Excerpt —

Want Help Cracking FAANG?

(Then click this)

 ×
Back to Question Bank

1192. Critical Connections in a Network - Leetcode Solution

Problem Description

You are given an undirected network of n servers labeled from 0 to n-1 and a list of connections where each connection is a pair of servers [a, b] representing a direct connection between servers a and b.

A critical connection is a connection that, if removed, will make some server(s) unable to reach some other server(s) (i.e., the network becomes disconnected).

Your task is to find all such critical connections in the network. The answer can be returned in any order.

  • There is exactly one unique solution for the network.
  • Each connection is bidirectional and used at most once.
  • The network is connected before any removal.

Example:
n = 4
connections = [[0,1],[1,2],[2,0],[1,3]]
Output: [[1,3]]

Thought Process

The problem is essentially about finding all bridges in an undirected graph. A bridge is an edge that, if removed, increases the number of connected components in the graph.

The brute-force approach would be to remove each edge one by one, and check if the graph is still connected (using BFS or DFS). However, this is inefficient for large graphs, as each connectivity check is expensive.

To optimize, we need a way to find all bridges efficiently. This leads us to graph algorithms like Tarjan's Algorithm for finding bridges in O(N + E) time. The core idea is to use DFS traversal and keep track of the discovery time and the lowest point reachable from each node.

In summary, the shift is from a naive "try everything" approach to a clever, single-pass DFS that efficiently identifies critical edges.

Solution Approach

We use Tarjan's Algorithm to find all bridges in the undirected graph. Here's how it works step by step:

  1. Build the Graph:
    • Use an adjacency list to represent the connections between servers. This allows efficient traversal.
  2. Initialize Tracking Arrays:
    • disc: Discovery time of each node (when it's first visited).
    • low: The earliest discovered node reachable from the current node (including itself and its descendants).
    • Both arrays help us detect if an edge is a bridge.
  3. DFS Traversal:
    • Start DFS from any node (say, node 0), keeping track of the parent to avoid revisiting the immediate ancestor.

[Pointing dataset records]
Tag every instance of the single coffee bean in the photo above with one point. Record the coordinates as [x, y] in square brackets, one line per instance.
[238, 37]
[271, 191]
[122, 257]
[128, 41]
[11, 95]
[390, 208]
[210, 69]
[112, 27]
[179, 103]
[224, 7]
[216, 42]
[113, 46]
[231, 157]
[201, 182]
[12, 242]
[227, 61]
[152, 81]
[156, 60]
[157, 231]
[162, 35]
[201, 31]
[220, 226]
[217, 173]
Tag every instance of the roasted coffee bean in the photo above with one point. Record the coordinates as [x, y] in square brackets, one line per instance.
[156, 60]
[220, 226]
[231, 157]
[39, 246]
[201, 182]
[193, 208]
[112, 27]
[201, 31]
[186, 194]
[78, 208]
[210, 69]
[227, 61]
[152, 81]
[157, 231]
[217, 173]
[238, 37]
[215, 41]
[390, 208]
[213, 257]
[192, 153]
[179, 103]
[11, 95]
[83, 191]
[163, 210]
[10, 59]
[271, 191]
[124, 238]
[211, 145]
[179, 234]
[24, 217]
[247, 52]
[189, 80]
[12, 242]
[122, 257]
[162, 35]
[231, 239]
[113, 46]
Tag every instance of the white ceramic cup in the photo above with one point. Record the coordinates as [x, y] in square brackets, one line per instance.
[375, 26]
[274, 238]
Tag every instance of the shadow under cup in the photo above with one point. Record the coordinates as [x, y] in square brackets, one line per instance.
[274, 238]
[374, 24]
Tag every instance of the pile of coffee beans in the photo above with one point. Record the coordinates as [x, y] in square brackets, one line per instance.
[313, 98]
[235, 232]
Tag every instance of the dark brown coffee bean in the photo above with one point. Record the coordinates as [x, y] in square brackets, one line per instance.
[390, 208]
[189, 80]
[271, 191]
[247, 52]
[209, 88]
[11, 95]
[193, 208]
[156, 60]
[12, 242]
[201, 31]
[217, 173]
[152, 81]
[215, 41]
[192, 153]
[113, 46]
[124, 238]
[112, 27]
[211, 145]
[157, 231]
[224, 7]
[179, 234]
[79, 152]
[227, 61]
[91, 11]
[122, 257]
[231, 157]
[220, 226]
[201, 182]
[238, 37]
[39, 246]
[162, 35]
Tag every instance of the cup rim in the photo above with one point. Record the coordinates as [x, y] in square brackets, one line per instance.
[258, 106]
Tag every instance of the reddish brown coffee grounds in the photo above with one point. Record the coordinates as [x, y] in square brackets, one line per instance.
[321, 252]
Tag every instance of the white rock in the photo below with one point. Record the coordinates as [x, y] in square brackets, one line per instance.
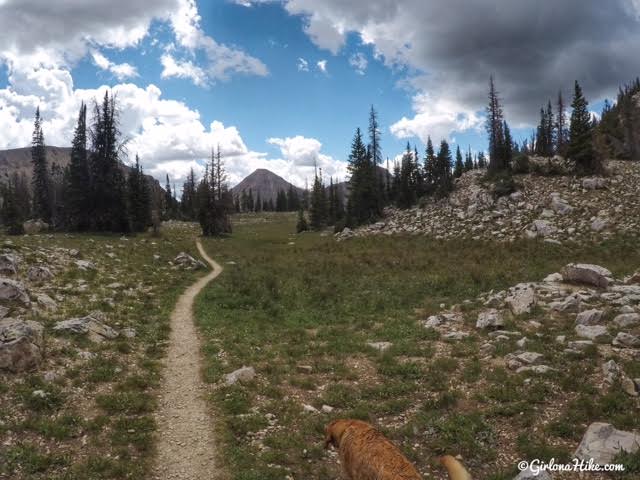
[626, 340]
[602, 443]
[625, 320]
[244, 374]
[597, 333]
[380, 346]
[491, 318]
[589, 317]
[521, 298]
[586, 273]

==

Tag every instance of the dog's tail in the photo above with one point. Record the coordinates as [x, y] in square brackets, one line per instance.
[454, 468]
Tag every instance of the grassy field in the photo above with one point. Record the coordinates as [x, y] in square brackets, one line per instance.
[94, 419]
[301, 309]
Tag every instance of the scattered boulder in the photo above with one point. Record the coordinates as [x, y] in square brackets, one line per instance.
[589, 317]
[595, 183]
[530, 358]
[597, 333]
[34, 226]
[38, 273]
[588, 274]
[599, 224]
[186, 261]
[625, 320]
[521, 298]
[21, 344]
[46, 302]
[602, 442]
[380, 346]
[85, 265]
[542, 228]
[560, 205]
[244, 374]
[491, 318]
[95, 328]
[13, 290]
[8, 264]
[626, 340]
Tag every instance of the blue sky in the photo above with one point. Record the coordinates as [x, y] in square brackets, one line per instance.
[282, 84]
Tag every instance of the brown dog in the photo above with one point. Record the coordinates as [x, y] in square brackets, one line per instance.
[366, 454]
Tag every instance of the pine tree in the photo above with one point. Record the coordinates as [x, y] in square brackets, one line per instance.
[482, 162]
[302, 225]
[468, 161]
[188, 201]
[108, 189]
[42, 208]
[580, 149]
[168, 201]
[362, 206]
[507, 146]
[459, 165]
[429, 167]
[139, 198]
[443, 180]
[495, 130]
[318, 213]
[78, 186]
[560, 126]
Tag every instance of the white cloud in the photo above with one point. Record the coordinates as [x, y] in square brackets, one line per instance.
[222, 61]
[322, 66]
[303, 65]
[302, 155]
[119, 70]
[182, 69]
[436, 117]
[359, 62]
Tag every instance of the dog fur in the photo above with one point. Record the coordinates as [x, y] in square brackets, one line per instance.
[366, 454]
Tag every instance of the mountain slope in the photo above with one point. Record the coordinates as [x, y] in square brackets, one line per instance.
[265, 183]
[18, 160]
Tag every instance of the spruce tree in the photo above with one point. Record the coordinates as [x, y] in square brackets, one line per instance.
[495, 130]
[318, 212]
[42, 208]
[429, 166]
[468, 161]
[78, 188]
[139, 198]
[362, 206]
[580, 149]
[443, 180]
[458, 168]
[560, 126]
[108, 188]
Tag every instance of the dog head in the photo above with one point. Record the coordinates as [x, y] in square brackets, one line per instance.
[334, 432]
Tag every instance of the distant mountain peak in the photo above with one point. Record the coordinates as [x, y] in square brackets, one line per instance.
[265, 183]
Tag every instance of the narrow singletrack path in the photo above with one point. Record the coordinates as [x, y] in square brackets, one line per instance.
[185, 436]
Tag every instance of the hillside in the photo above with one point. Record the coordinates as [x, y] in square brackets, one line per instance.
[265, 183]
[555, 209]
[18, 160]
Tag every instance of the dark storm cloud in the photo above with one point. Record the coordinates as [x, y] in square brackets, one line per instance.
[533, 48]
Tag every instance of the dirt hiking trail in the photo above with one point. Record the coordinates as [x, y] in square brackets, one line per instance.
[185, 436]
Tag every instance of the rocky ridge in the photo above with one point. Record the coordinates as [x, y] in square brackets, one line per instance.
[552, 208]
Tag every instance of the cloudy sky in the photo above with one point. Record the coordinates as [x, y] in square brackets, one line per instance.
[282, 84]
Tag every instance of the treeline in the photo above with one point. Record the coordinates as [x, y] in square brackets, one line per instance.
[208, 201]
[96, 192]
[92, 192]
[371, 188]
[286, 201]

...

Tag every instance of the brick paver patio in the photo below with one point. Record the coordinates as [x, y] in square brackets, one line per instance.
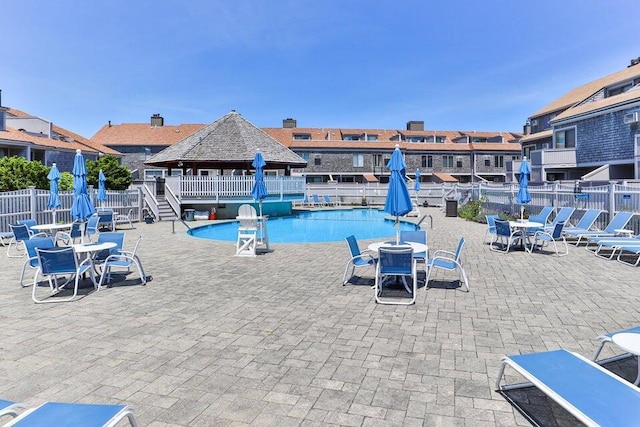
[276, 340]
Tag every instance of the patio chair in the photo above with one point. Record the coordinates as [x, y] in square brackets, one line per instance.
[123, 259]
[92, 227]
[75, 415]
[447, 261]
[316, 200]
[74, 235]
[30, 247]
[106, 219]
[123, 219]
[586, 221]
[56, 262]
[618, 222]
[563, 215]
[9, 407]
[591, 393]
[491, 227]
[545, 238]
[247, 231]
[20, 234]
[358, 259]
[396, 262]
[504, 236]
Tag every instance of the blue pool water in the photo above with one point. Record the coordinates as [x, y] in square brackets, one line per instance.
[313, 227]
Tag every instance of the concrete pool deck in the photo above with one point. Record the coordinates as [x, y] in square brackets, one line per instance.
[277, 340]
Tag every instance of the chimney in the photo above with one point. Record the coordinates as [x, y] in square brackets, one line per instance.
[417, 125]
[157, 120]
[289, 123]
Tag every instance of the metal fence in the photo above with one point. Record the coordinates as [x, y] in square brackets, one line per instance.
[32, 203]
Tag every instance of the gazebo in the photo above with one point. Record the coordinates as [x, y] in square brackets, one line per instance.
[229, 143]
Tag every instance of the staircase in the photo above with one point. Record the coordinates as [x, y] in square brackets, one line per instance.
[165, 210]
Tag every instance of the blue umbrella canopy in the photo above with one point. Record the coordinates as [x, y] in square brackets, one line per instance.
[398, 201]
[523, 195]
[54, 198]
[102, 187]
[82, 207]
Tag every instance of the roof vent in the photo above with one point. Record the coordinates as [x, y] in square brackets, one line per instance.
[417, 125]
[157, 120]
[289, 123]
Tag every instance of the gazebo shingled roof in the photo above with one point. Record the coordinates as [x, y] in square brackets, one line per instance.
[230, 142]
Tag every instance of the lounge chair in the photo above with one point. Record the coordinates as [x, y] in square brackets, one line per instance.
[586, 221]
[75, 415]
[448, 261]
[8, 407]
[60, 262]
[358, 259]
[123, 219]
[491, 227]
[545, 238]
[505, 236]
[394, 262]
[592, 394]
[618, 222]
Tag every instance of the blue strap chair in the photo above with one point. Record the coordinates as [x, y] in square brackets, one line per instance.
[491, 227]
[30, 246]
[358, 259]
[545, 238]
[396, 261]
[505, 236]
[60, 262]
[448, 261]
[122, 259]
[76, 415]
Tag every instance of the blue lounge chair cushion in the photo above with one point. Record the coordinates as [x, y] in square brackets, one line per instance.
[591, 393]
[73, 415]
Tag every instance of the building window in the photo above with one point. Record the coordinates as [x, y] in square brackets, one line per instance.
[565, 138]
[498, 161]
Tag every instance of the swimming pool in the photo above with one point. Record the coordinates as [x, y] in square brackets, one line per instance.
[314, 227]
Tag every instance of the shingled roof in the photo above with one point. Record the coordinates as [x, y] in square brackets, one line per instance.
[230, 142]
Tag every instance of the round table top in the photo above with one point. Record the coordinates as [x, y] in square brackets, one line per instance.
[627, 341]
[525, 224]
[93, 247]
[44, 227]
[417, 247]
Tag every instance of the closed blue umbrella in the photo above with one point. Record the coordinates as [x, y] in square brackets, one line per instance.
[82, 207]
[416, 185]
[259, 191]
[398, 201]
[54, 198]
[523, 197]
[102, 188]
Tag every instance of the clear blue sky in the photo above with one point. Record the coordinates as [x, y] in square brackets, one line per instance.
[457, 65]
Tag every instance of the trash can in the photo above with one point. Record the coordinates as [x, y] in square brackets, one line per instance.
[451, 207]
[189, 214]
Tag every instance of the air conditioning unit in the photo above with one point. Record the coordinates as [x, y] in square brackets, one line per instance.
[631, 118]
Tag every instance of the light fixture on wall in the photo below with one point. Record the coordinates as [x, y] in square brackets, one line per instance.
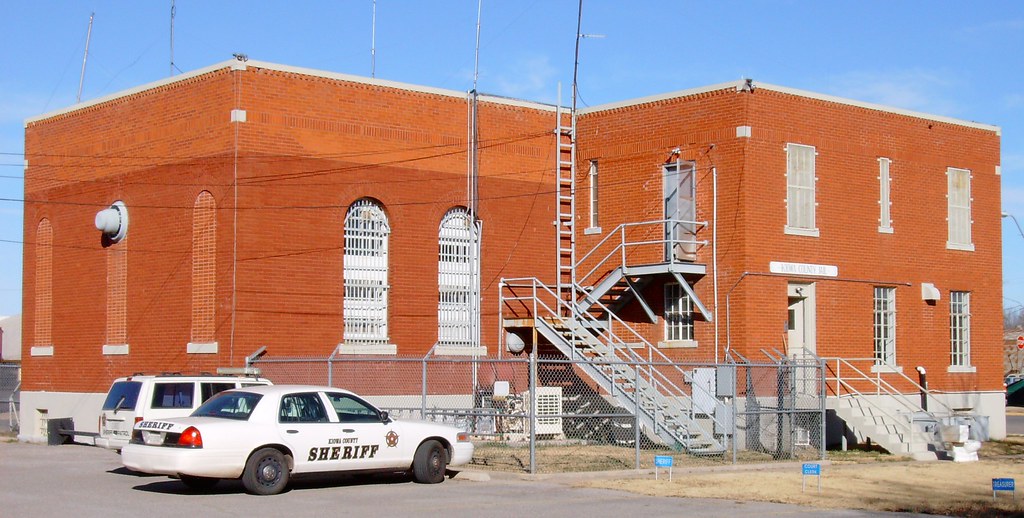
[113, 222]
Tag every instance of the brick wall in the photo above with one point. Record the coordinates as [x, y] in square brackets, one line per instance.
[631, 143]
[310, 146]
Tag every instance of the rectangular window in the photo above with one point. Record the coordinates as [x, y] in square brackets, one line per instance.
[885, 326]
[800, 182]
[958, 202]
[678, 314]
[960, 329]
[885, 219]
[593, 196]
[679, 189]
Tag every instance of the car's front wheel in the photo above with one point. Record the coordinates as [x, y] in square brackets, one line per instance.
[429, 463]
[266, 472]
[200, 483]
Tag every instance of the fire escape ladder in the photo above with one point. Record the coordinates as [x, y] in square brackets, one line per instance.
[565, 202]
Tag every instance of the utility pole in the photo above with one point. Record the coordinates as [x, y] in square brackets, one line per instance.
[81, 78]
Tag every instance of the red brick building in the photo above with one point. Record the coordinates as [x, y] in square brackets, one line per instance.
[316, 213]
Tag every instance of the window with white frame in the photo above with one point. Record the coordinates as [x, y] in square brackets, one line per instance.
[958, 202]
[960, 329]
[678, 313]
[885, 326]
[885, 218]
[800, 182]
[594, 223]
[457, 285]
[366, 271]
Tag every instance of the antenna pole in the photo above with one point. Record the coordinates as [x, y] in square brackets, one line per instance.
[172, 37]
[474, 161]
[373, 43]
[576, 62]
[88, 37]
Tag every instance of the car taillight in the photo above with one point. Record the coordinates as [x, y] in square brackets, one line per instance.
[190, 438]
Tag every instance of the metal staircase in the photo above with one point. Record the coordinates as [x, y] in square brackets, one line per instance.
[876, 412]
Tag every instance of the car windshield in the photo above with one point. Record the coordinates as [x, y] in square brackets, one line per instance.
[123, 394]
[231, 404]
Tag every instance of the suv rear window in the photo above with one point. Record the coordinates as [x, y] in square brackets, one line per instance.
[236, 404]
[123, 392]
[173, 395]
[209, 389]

Exercise instructions —
[1] According to the critical connections problem page, in what time does Tarjan's Algorithm find bridges?
[2] List every connection given in the example on the critical connections problem page.
Nothing in the records is needed here.

Task-by-task results —
[1] O(N + E)

[2] [0,1], [1,2], [2,0], [1,3]